France | France, Cour de cassation, Chambre civile 2, 19 septembre 2024, 22400808


LA COUR DE CASSATION, DEUXIÈME CHAMBRE CIVILE, a rendu l'arrêt suivant :


CIV. 2


AF1






COUR DE CASSATION
______________________




Audience publique du 19 septembre 2024








Cassation partielle




Mme MARTINEL, président






Arrêt n° 808 F-B


Pourvoi n° Z 22-23.156














R É P U B L I Q U E F R A N Ç A I S E


_________________________


AU NOM DU PEUPLE FRAN

ÇAIS
_________________________








ARRÊT DE LA COUR DE CASSATION, DEUXIÈME CHAMBRE CIVILE, DU 19 SEPTEMBRE 2024




M. [U] [K], domicilié [Adresse 2], a formé le pourvoi n° Z 22-23.156 contre l'arrêt rendu le 19 septembre 2022 par la cour d...

Énoncé —
Qui préside la chambre dans l'arrêt de la Cour de cassation ? Donnez son nom, s'il vous plaît. Les enregistrements qui suivent proviennent d'une autre source.

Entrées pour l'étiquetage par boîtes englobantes
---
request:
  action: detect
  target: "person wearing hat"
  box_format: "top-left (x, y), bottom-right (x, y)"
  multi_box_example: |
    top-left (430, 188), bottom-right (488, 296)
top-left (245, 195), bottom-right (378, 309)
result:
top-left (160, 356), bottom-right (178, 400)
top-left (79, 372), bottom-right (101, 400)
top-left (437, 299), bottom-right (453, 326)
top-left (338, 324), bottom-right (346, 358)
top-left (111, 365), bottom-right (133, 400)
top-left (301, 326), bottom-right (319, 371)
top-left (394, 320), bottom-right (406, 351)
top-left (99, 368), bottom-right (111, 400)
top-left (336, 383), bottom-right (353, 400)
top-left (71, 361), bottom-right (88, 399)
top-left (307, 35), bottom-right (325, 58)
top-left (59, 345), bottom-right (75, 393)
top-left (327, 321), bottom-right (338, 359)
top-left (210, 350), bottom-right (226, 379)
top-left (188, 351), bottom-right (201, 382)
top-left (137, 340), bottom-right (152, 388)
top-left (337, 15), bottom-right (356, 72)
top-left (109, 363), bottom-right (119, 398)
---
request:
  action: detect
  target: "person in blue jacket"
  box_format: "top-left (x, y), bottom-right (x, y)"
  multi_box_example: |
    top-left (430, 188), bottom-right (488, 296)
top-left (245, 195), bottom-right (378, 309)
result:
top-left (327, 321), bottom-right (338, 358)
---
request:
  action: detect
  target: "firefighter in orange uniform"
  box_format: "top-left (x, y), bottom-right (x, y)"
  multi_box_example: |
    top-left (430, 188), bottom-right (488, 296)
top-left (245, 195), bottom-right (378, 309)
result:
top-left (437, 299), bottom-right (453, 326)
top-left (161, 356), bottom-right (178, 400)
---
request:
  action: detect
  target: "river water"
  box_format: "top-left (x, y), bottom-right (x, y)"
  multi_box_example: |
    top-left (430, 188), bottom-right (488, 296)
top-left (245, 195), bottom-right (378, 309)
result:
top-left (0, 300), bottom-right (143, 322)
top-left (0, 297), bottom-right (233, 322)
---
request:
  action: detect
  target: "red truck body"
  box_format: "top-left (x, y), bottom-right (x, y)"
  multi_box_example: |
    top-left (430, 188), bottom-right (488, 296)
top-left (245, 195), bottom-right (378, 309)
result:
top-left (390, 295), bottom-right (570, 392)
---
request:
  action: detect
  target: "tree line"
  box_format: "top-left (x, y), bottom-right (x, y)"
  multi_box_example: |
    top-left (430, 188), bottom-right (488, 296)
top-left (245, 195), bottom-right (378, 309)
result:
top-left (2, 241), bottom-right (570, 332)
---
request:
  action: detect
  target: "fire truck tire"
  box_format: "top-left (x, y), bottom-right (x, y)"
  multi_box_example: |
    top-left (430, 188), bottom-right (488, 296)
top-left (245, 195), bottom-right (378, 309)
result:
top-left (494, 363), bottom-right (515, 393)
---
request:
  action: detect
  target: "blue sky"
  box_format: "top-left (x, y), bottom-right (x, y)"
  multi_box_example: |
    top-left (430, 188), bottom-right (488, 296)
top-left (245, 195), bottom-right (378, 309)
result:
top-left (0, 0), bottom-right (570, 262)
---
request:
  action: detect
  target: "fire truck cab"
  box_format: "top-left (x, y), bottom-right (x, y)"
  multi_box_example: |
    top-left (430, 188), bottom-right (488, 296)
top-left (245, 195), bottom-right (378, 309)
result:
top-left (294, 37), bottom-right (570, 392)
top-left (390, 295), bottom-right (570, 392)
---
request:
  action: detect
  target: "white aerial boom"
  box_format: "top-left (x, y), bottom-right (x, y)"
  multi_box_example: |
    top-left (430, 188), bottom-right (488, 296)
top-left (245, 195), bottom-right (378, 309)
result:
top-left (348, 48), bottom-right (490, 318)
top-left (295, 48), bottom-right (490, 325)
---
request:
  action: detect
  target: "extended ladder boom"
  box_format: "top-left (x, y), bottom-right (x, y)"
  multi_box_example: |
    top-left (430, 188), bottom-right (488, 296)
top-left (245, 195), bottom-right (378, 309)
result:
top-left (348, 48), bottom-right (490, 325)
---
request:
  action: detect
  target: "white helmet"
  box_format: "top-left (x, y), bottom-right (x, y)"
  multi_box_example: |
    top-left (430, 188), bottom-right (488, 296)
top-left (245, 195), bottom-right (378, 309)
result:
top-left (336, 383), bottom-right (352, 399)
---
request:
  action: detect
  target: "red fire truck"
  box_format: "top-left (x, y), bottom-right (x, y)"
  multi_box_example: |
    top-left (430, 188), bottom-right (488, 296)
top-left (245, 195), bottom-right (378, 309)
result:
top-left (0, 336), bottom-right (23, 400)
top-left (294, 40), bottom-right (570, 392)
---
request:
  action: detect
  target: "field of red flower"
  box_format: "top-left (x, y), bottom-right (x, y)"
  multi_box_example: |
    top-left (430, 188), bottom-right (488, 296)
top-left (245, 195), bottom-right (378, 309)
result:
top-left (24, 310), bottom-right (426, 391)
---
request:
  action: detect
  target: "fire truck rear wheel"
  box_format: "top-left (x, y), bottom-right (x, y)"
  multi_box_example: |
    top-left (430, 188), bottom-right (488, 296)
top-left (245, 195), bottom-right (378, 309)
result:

Exercice corrigé —
Mme MARTINEL.